◆ Testo fornito:
● ● ● ● ● ● ●
Chiesa di Sant’Agata
ESTERNO
La chiesa di Sant’Agata ha probabili origini longobarde (VI- VII secolo). I Longobardi nell’area dell’attuale Piazza della Vittoria eressero il Cordusio, nuovo centro del potere politico, e tutto intorno si estendeva un quartiere di case di legno e paglia. Sant’Agata era invocata come protettrice contro gli incendi.
La chiesa ha avuto per secoli dimensioni piccole e forme semplici fino alla prima grande riedificazione, avvenuta durante il XV secolo. Risale a questo periodo il grande presbiterio a cavallo del fiume Garza, che scorreva a ridosso dell’abside. Tra Quattrocento e Cinquecento viene realizzato il portale d’ingresso decorato poi con le statue delle Sante Agata, Lucia e Apollonia di Antonio Callegari, risalenti al Settecento.
FACCIATA
La facciata a capanna è del XV secolo. Il fianco sud fu rifatto in occasione della costruzione di Piazza della Vittoria (1929 – 1932) con l’aggiunta del porticato, successivamente chiuso per metà nel 1966 per ricavare la nuova sagrestia.
L’abside ha due alte monofore incorniciate da formelle in terracotta policroma smaltata del XV secolo. Accanto all’ingresso sul retro della chiesa si può notare un basso arco in pietra bianca riempito di pietre per tamponarlo: era il ponte sul fiume Garza edificato per sorreggere il nuovo presbiterio.
INTERNO
Entrando nella chiesa si percepisce subito un’atmosfera seria e silenziosa, accentuata dall’illuminazione naturale, piuttosto scarsa.
● ● ● ● ● ● ●
◆ Consegne:
1. In che anno, secondo il testo sulla chiesa di Sant'Agata, il porticato fu chiuso per metà per ricavare la nuova sagrestia?
2. Riprendi il testo sulla chiesa di Sant'Agata a partire dall'ultima frase mostrata.
Il materiale non ha alcun ruolo in questo.

Voci di dati:
● ● ● ● ● ● ●
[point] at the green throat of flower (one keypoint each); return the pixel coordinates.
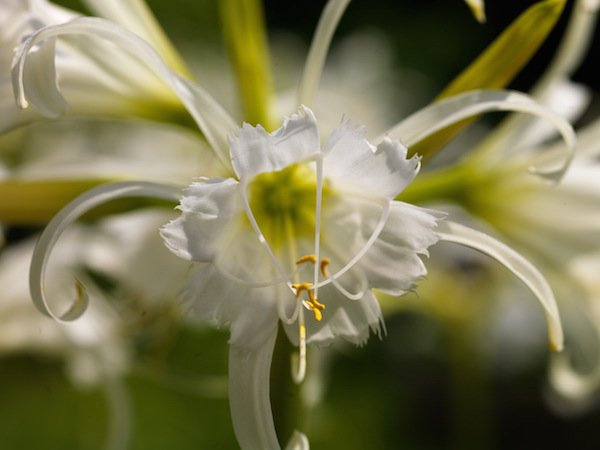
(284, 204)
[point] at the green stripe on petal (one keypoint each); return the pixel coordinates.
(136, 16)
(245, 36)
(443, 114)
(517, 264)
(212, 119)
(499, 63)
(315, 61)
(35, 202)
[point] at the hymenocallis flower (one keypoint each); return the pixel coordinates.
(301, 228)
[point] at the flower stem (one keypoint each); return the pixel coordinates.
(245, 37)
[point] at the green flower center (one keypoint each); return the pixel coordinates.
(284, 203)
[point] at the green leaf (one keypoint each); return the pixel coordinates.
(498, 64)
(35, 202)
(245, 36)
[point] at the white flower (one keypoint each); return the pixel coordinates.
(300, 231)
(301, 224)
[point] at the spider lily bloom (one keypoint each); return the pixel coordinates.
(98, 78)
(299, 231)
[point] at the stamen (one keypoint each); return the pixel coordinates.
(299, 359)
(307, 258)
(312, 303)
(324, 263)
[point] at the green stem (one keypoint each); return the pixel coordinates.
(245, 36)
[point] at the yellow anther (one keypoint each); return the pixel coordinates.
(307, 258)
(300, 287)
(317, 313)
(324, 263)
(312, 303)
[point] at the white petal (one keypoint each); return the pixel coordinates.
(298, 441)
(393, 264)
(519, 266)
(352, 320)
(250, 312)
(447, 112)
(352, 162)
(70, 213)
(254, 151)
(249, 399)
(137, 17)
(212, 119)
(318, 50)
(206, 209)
● ● ● ● ● ● ●
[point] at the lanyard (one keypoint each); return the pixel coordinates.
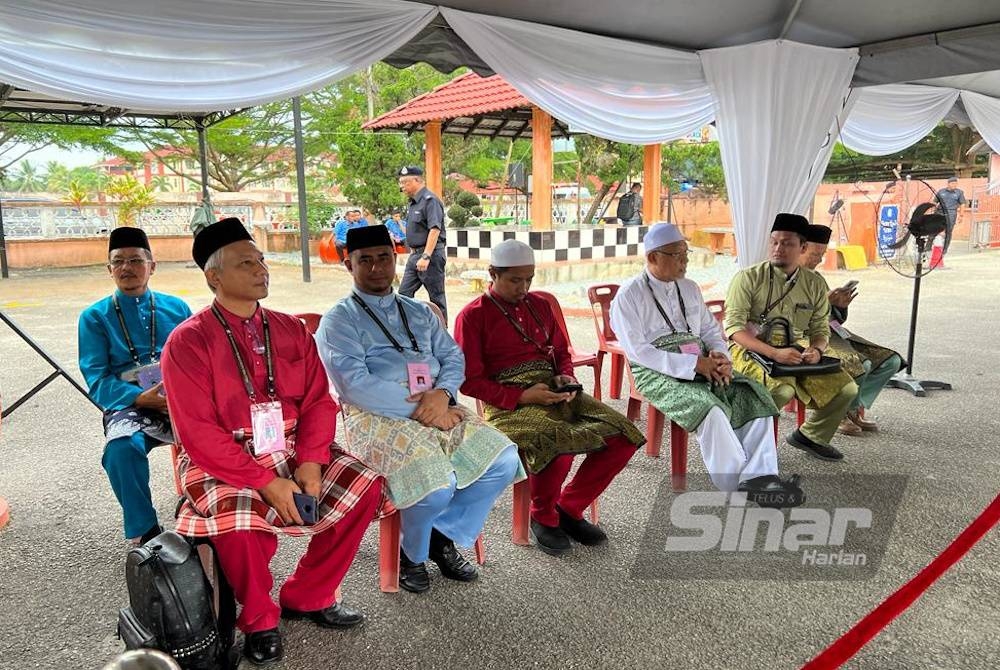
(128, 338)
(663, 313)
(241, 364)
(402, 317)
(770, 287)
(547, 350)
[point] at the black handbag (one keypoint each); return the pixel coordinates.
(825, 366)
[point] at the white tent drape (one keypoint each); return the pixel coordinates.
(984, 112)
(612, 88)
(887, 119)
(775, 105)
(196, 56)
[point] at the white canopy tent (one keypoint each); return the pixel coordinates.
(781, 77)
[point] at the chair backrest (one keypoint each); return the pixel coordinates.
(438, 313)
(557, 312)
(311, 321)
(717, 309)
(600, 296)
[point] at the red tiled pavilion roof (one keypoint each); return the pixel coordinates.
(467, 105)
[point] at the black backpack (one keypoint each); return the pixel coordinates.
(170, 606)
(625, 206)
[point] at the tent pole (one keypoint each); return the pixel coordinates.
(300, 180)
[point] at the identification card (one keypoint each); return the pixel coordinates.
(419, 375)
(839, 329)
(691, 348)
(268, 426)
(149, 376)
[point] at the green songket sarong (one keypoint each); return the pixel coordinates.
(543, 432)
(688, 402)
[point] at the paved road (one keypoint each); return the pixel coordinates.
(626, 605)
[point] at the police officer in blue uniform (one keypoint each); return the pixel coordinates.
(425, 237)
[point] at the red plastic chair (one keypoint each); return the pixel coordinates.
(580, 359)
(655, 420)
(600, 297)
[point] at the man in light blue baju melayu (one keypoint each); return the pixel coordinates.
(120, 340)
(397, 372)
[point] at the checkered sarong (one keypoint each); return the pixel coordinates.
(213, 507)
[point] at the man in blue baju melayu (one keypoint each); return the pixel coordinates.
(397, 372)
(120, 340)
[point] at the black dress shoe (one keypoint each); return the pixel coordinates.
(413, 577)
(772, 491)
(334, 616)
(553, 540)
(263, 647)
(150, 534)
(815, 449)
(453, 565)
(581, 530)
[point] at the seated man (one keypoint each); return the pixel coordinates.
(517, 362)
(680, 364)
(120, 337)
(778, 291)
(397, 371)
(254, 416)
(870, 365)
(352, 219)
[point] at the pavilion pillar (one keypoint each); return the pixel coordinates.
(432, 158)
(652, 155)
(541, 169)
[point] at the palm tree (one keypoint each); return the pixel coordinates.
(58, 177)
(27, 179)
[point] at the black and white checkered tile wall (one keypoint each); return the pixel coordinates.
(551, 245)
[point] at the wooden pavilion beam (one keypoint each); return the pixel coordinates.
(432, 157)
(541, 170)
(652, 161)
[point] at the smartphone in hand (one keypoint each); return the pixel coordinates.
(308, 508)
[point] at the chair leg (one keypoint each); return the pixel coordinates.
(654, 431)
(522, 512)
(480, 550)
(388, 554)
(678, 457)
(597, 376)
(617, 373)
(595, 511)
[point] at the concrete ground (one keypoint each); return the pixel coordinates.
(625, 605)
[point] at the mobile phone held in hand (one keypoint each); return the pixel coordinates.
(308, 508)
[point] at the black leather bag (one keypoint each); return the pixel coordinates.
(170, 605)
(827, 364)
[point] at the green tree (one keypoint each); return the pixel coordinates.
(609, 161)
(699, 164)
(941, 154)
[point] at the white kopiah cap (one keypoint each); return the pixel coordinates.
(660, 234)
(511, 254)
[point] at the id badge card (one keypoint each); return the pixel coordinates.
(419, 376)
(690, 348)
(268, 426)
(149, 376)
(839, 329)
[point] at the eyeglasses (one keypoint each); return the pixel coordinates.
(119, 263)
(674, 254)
● ● ● ● ● ● ●
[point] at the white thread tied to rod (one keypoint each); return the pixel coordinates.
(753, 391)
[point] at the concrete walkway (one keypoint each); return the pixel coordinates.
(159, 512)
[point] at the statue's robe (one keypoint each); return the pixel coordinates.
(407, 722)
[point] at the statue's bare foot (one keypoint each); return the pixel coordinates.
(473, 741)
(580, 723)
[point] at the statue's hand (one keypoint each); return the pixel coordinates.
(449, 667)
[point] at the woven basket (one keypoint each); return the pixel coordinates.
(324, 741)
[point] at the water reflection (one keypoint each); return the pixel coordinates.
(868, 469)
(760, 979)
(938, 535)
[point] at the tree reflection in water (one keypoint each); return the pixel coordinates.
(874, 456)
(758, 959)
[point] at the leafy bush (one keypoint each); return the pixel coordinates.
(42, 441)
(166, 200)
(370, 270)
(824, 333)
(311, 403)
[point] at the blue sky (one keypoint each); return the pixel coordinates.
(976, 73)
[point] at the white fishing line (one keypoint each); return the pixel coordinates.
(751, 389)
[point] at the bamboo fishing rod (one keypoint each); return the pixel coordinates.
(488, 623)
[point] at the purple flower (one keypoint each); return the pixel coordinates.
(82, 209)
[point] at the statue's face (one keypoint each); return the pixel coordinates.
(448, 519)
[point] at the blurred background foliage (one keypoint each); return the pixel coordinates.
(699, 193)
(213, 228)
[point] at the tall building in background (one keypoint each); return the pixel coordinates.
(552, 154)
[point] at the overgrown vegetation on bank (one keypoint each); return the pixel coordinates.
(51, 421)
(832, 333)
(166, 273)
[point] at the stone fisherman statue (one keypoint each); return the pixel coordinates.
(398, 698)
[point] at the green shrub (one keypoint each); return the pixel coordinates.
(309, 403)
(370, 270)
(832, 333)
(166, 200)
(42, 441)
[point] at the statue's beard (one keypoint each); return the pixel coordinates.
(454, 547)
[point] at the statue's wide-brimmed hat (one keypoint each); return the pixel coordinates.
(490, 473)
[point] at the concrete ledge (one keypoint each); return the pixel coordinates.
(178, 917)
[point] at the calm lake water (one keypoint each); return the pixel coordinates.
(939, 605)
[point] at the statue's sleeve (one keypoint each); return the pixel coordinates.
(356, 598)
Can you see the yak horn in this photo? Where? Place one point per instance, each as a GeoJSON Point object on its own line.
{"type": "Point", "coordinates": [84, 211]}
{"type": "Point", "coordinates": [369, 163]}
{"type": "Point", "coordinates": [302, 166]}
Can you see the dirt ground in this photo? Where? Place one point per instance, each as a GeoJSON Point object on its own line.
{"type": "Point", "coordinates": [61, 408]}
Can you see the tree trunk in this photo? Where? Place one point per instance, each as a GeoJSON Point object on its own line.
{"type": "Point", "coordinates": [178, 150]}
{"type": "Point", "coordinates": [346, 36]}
● ● ● ● ● ● ●
◆ Risposte scritte:
1. Nel 1966.

2.
La pianta è a navata unica con abside sopraelevata ed è coperta da volte a crociera, poggianti su pilastri a fascio. Nel XVI secolo furono aggiunte le cappelle laterali e la balconata praticabile presente su tre lati.
AFFRESCHI DEL PRESBITERIO
Nel 1458 venne approvato il progetto di ampliare il presbiterio al di là del Garza, costruendo un ponte a cavallo del fiume. Il nuovo presbiterio, a terminazione piatta, è di forma quadrangolare e sopraelevato rispetto al piano della navata.
Nel 1475 la potente famiglia Avogadro si arrogò le spese per la decorazione della volta e della parete terminale del presbiterio. In cambio, ebbe il privilegio di riservare una tomba per i propri membri al centro dell’area presbiteriale.
Il tema della parete di fondo è una grandiosa Crocifissione che esalta il significato del corpo di Cristo offerto in sacrificio per la salvezza dell’umanità, mentre gli angeli piangenti ne raccolgono il sangue nei calici.
L’affresco è stato datato al 1475, ma il suo autore è ignoto. Si ipotizza un pittore lombardo, capace di eseguire un buon disegno, con potenza nel modellato e grandiosità nell’impostazione generale.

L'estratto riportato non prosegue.